▶ _Task item_
Please return each entry that follows exactly as written, and keep the pictures out.

::::::::

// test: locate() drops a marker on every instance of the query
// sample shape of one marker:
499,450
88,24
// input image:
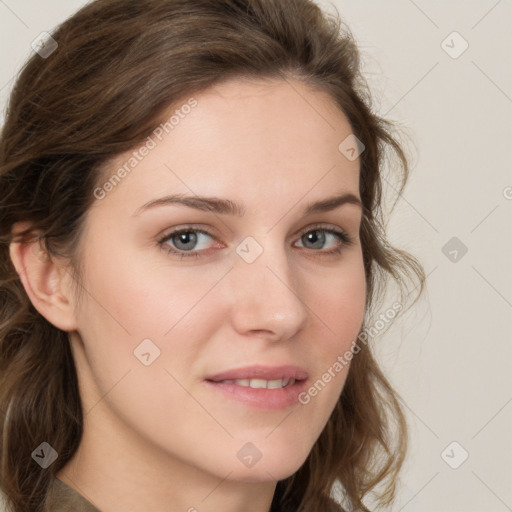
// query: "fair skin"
157,437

::::::::

▶ _Result of the task_
// test: locate() drops a marker on every instance of the query
// sample shape of one marker:
499,450
88,24
// input image:
// query: "fair skin"
157,437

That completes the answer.